Written instruction: Pick out every line in the items below that contains the word "wing" and copy each one.

Exercise inputs:
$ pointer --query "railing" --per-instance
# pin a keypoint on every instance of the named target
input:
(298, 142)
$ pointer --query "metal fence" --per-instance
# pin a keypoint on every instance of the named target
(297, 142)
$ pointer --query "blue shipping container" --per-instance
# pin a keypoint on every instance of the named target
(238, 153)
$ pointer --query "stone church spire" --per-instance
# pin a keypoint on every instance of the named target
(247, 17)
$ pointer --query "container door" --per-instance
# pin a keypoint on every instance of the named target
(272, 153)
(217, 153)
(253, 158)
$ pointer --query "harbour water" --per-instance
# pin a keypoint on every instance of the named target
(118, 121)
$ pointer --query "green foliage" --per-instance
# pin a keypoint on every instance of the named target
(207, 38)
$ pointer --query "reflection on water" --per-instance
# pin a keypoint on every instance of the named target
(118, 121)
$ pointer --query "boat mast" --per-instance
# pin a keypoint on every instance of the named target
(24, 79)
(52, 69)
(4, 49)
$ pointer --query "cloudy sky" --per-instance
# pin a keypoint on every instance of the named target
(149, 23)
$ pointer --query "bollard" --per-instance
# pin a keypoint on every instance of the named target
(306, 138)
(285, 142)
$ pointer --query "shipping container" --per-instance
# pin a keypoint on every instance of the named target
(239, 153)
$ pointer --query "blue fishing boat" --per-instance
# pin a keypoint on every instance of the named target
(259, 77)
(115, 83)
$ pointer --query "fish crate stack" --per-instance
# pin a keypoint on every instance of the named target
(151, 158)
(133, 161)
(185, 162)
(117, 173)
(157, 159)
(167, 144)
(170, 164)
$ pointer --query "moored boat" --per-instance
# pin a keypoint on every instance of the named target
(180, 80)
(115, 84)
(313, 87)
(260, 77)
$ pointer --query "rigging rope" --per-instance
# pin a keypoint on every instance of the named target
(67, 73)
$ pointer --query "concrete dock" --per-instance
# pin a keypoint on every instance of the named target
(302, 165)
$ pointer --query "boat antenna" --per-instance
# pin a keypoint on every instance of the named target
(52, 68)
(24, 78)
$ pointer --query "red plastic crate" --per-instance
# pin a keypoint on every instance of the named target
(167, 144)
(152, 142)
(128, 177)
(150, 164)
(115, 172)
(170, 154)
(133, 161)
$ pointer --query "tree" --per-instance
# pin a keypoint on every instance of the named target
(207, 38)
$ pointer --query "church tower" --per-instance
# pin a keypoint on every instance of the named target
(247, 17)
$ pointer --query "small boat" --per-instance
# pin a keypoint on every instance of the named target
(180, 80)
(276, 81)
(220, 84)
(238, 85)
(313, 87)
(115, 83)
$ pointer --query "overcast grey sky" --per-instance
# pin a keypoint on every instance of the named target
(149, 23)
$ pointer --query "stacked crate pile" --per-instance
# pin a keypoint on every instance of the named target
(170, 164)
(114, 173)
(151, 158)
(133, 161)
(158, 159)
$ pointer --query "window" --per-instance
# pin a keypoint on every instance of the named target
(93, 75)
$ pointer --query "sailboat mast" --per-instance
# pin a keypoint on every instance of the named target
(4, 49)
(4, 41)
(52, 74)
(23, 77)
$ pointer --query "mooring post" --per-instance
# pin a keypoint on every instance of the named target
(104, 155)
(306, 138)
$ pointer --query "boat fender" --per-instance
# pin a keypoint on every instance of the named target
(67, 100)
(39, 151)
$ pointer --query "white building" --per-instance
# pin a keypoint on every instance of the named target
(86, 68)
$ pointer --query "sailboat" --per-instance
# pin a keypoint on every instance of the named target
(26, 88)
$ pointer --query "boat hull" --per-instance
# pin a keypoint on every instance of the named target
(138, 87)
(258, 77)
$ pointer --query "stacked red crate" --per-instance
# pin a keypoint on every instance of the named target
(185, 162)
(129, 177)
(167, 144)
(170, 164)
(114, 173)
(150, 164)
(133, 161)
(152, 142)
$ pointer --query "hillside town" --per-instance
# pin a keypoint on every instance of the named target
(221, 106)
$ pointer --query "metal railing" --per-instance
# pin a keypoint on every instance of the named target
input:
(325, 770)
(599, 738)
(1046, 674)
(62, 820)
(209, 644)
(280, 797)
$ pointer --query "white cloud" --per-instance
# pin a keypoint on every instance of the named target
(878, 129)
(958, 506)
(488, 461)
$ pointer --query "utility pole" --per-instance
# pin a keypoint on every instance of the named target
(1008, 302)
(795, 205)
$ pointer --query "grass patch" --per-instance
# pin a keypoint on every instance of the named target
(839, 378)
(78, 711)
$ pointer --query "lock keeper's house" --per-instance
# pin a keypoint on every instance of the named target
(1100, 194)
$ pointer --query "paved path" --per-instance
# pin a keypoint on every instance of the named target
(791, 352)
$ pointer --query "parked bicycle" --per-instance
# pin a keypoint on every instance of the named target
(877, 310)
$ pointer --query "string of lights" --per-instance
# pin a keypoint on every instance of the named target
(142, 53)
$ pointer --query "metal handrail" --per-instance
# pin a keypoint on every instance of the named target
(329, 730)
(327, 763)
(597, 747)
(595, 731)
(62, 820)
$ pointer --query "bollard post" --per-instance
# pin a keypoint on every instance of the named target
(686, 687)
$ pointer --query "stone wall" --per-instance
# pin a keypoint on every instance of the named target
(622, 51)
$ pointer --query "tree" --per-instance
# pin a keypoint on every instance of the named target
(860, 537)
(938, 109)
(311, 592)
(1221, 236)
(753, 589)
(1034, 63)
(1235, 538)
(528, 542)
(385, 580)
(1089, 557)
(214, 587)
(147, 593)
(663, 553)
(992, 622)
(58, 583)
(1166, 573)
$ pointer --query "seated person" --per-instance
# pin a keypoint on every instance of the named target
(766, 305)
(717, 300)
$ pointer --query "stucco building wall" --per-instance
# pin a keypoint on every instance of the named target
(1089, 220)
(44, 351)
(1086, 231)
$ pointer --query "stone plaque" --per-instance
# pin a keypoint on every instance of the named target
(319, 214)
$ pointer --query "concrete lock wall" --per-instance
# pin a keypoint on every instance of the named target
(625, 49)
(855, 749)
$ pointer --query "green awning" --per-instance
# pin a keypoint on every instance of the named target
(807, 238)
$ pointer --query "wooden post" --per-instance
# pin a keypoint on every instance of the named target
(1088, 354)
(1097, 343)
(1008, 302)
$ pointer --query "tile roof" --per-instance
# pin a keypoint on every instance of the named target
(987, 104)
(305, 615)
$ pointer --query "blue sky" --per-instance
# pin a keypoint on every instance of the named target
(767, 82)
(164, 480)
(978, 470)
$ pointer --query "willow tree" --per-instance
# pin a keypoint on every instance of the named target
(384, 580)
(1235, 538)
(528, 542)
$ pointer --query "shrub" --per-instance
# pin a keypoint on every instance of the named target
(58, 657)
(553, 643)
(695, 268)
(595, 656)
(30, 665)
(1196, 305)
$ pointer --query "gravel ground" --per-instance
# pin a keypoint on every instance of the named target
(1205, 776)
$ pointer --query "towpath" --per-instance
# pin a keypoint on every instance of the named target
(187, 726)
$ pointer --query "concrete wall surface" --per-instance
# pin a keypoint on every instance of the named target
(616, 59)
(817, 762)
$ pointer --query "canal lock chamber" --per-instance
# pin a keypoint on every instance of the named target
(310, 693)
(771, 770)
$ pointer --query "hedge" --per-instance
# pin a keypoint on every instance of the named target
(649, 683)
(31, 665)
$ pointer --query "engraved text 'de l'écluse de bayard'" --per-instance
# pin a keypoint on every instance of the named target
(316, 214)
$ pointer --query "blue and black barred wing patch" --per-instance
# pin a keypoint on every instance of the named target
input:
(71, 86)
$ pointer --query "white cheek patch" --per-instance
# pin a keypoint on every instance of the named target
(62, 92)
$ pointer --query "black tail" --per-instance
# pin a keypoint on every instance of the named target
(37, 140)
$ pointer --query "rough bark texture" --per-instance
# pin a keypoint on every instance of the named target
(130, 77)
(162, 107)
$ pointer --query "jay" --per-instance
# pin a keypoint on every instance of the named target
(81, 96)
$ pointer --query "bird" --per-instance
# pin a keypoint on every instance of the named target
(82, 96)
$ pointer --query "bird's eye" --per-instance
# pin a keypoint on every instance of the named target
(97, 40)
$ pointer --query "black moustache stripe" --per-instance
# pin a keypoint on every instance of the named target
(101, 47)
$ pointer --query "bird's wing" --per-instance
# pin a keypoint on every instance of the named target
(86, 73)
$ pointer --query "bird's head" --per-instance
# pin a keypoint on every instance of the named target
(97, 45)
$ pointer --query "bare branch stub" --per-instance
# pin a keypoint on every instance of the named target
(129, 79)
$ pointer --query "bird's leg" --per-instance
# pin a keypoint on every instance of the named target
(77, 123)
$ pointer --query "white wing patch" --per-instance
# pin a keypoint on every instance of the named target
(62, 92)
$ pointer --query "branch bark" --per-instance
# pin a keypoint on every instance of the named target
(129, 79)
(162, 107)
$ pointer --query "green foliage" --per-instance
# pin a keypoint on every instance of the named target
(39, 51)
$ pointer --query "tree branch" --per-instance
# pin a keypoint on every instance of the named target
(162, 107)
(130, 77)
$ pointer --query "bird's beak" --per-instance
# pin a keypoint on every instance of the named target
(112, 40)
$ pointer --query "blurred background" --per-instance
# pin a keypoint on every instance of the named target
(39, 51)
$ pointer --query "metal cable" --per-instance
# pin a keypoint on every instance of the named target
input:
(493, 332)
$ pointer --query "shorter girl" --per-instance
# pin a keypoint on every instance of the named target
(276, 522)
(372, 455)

Task response:
$ pointer --query "blue and black barred wing patch" --per-instance
$ pointer --query "bird's wing" --per-instance
$ pointer --query "white wing patch" --per-instance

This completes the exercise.